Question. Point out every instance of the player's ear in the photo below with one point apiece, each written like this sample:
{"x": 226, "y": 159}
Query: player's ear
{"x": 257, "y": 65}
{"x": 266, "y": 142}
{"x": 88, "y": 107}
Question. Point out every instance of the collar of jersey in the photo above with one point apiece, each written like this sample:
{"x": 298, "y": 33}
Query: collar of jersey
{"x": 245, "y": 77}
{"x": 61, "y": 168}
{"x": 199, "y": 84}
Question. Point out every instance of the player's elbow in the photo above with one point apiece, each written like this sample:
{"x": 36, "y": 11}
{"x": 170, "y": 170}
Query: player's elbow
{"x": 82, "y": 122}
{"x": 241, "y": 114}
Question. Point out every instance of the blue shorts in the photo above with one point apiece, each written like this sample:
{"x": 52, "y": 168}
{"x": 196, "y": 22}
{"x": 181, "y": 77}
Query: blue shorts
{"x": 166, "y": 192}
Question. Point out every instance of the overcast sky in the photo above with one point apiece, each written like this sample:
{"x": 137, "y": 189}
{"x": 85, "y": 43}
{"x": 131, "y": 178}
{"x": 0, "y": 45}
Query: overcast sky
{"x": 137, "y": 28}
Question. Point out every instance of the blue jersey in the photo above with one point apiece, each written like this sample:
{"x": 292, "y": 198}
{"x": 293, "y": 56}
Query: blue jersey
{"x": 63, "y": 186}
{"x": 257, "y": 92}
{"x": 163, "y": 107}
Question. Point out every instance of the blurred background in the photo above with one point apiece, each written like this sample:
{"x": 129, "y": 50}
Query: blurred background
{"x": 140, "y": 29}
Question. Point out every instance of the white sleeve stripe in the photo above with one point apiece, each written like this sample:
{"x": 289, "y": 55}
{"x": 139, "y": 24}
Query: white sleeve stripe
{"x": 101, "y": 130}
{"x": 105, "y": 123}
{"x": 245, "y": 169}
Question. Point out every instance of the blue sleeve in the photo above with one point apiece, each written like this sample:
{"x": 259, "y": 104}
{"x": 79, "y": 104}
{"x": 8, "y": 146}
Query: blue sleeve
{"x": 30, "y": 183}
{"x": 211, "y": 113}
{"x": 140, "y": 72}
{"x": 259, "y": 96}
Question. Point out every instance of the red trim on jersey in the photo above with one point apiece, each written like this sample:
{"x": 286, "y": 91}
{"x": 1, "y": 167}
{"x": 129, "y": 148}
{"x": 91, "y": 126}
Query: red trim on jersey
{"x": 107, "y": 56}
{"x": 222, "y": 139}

+++

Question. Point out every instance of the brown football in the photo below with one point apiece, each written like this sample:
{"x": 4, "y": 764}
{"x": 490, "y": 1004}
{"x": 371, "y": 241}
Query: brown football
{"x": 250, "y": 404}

+++

*The task*
Only the number is wanted: how many lines in the listing hold "below"?

*Solution to the problem*
2